*Selected text*:
--- START ---
Two reviewers (SL and GY) independently assessed all included studies for risk of bias using the Newcastle-Ottawa Scale (NOS) for nonrandomised studies [22] (Table S2 in the Online Supplementary Document), resolving discrepancies through discussion. The NOS focusses on three main areas: selection of participants, determination of exposure/outcome, and comparability of the groups involved, where a study can be given a maximum of one star for each numbered item within the ‘Selection’ and ‘Outcome’ categories, and two stars for ‘Comparability’. Cohort studies can be given a maximum of nine stars, with those receiving scores of five and above being considered high quality. The assessment of comparability and outcomes included the assignment of stars if the study adjusted for important confounding factors, such as age. A follow-up period exceeding one month was considered sufficient for outcome assessment and was awarded one star. An additional star was awarded if the follow-up rate exceeded 80% and reasons for loss to follow-up were appropriately described, indicating adequate cohort retention.

The adapted quality assessment scale for cross-sectional studies permitted a maximum of eight stars. Studies attaining a score of five or more stars were deemed high quality, whereas those with four or fewer were categorised as low quality

Data analysis

We summarised the data using descriptive statistics, presenting them as frequencies and percentages. We performed the meta-analysis for the main and generated forest plots for the prevalence and duration of symptoms of long COVID using R, version 4.1.0 (R Foundation for Statistical Computing, Vienna, Austria) and the ‘metaprop’ [23] package. We handled missing data by calculating the number of prevalent cases using available percentages and sample sizes. Based on the assumptions that COVID-19 has long-term effects that vary across studies and that the study populations were heterogeneous, we used a random effect meta-analysis, analysing proportions on the logit scale and presenting estimates as 95% confidence intervals (CIs), with significance set at P < 0.05 and heterogeneity assessed using I2 statistics.
--- END ---
Answer these questions from the methods text:
(a) What maximum number of stars can a cohort study receive on the Newcastle-Ottawa Scale?
(b) What maximum number of stars did the adapted scale for cross-sectional studies permit?
(c) What was used to assess heterogeneity in the meta-analysis?

*Extracted information*:
--- START ---
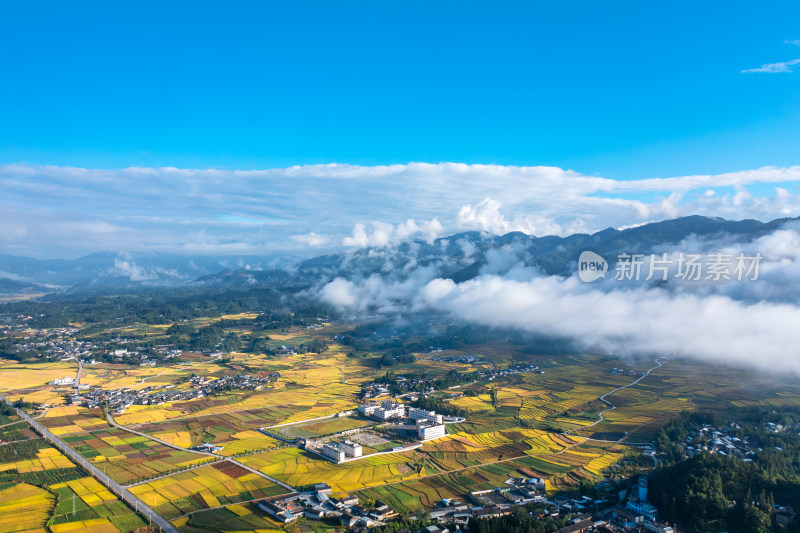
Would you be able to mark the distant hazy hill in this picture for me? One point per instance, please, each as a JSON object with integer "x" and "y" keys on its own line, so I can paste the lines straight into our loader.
--- END ---
--- START ---
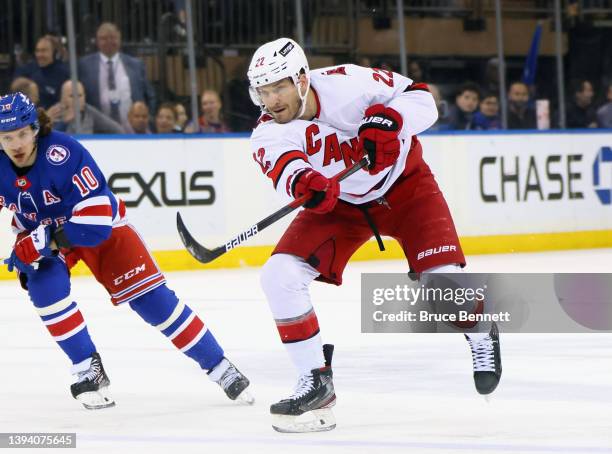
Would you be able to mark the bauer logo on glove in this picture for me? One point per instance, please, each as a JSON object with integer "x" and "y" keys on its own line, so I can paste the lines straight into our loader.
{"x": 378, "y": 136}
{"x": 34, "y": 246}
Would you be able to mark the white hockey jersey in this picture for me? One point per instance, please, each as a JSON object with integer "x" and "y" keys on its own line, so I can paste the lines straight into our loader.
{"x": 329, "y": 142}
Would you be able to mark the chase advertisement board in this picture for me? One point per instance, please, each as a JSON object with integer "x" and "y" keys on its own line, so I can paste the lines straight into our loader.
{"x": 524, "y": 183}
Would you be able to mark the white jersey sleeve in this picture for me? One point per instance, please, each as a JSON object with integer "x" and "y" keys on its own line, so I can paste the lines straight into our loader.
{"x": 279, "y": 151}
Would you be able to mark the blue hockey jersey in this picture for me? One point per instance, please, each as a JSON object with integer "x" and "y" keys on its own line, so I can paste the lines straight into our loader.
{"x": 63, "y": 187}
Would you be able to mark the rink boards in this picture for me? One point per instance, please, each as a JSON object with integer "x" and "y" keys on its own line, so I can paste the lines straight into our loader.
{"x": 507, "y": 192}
--- END ---
*Output of the task*:
(a) Nine stars.
(b) Eight stars.
(c) I2 statistics.